### REQUIREMENT
Among the records that follow, find the line with "Drop one dot on each instance of the castle" and the line with "Target: white cloud". Set down those lines and all lines between them exactly, without adding anything.

### DATASET EXTRACT
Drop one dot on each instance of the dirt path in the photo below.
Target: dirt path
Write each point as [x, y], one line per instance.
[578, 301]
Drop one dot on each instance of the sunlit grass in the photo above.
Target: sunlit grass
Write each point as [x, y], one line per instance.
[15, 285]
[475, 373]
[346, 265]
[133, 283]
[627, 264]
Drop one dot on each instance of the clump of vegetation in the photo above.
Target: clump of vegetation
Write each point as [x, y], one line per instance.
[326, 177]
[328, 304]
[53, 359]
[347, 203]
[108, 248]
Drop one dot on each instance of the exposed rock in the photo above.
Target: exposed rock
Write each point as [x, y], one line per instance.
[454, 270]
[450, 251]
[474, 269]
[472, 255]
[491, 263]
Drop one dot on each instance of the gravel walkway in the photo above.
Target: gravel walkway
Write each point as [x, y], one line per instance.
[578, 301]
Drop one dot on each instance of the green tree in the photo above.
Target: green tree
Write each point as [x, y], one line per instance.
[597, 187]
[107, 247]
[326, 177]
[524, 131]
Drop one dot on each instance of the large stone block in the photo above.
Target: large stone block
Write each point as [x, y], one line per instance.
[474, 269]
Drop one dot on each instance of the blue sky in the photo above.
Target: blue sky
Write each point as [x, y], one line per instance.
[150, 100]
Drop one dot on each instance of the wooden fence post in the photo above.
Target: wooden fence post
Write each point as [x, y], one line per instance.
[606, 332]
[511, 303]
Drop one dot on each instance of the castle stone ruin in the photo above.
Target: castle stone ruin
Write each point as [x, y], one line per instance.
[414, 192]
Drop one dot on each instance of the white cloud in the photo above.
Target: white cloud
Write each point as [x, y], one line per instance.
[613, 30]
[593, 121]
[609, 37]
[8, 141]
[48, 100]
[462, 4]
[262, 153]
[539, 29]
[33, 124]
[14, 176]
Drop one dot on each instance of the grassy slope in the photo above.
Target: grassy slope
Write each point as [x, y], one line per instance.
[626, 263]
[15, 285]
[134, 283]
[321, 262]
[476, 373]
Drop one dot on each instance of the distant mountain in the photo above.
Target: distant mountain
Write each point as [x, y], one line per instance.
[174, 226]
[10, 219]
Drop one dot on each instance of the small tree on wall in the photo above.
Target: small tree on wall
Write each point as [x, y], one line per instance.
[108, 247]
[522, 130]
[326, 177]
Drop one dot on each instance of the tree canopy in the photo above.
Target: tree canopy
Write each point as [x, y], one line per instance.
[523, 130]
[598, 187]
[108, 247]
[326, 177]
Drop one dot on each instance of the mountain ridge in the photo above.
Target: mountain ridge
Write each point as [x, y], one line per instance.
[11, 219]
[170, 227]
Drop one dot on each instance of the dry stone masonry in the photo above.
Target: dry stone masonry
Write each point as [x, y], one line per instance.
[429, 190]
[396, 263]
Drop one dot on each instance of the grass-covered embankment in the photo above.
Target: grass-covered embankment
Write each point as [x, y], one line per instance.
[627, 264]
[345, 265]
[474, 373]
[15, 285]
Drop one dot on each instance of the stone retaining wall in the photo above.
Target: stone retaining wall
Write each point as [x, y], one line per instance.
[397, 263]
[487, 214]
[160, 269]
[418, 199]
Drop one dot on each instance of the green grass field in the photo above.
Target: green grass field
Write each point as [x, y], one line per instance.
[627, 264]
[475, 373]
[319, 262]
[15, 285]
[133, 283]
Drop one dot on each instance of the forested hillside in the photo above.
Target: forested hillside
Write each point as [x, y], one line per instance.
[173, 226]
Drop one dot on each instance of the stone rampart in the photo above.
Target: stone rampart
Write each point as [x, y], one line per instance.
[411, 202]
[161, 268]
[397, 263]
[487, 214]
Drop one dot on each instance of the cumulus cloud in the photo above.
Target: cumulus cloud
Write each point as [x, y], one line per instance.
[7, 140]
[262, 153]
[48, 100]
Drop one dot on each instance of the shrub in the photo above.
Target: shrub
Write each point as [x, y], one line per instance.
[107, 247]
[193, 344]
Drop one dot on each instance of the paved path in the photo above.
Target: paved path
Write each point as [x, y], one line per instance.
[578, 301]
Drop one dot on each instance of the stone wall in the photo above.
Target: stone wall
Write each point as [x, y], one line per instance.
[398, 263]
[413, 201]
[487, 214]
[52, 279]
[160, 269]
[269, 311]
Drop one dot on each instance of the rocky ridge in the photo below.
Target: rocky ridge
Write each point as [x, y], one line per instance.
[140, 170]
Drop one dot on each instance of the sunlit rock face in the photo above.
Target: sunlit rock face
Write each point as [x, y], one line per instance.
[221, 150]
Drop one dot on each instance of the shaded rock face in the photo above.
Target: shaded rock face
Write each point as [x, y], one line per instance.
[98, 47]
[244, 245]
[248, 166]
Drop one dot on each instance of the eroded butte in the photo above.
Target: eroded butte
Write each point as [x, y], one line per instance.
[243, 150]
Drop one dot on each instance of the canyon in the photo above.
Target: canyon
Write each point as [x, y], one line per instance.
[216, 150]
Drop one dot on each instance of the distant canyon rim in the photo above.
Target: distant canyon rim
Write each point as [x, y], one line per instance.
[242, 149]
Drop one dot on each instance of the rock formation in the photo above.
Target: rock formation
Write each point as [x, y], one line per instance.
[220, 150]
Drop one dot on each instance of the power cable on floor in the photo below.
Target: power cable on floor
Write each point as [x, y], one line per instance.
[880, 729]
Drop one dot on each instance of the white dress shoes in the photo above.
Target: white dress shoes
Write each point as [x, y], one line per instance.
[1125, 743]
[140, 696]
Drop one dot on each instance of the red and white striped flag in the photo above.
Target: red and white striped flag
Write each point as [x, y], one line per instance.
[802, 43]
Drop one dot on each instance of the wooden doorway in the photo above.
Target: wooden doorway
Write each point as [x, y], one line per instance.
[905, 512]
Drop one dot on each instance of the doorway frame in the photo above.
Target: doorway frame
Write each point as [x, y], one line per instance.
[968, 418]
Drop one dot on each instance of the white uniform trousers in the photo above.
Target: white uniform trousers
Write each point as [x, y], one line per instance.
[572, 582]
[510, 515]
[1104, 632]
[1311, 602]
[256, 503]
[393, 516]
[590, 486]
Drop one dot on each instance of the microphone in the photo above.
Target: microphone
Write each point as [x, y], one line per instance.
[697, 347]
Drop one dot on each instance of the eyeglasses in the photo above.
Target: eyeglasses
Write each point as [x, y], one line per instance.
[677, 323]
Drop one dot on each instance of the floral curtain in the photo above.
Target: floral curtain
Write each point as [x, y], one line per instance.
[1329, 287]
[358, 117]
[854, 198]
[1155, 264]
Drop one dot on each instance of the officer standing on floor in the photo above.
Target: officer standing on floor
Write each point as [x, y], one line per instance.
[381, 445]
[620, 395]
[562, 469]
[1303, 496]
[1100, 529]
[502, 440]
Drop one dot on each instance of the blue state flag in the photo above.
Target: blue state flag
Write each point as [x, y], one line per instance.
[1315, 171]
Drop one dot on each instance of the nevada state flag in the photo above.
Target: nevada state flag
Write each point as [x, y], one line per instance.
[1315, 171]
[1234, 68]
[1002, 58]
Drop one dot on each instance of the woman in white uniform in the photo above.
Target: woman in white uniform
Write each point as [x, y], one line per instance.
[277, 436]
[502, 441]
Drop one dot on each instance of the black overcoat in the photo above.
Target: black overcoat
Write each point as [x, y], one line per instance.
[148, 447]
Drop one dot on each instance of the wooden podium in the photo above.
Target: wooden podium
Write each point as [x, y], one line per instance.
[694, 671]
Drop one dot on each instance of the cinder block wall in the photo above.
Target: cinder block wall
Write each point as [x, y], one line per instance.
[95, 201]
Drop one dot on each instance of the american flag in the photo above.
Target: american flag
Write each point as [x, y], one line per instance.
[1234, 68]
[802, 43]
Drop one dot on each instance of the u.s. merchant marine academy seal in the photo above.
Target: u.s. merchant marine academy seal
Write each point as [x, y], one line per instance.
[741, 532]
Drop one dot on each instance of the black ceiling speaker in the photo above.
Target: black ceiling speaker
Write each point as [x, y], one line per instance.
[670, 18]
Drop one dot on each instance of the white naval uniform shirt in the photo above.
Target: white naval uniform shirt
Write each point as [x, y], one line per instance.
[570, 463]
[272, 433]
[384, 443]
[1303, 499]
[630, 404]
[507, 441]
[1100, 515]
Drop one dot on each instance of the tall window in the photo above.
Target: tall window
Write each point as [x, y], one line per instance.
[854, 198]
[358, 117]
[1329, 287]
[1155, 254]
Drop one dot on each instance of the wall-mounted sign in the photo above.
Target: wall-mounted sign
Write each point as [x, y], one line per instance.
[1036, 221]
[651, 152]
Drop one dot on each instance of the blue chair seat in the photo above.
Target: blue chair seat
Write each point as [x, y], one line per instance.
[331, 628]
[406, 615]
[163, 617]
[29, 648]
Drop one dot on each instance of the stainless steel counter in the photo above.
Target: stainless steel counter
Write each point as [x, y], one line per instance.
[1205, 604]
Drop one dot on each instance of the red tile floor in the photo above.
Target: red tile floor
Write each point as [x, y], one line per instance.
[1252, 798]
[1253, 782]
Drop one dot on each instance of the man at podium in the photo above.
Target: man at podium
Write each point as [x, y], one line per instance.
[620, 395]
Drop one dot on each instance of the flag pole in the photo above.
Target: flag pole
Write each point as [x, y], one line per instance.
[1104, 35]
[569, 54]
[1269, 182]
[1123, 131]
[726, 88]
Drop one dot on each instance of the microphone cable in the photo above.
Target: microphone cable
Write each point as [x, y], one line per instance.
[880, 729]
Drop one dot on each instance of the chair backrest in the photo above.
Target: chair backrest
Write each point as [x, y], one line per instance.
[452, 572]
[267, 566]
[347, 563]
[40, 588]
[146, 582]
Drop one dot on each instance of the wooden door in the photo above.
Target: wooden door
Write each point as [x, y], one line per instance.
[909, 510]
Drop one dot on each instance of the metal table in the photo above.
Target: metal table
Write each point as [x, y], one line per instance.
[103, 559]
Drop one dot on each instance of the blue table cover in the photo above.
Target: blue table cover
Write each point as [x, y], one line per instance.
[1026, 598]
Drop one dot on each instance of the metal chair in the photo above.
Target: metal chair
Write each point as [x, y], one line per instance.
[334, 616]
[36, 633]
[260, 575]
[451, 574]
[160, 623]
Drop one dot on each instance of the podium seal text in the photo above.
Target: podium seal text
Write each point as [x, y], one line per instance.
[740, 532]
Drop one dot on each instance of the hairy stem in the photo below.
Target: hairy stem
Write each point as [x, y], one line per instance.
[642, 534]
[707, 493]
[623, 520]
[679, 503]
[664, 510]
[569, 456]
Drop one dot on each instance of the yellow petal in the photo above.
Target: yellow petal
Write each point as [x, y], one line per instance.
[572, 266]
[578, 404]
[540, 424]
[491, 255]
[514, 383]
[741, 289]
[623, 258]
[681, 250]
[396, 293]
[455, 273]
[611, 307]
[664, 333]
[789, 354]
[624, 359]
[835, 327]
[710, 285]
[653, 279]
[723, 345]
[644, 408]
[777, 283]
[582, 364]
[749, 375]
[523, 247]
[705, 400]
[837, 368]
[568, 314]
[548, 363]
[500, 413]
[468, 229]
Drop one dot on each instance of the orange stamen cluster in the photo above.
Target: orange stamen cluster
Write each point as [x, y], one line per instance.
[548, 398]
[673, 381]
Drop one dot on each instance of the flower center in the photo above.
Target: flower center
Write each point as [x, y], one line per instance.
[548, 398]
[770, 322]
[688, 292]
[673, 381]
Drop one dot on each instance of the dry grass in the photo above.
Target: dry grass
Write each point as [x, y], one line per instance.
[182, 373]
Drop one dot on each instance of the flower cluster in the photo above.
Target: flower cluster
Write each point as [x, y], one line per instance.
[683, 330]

### RESPONSE TO THE TASK
Drop one dot on each instance of the castle stone ruin in the photo above.
Target: castle stone ruin
Write each point as [x, y], one line per instance.
[414, 192]
Drop one dot on each instance of the white cloud in the photo above.
Target: white cloud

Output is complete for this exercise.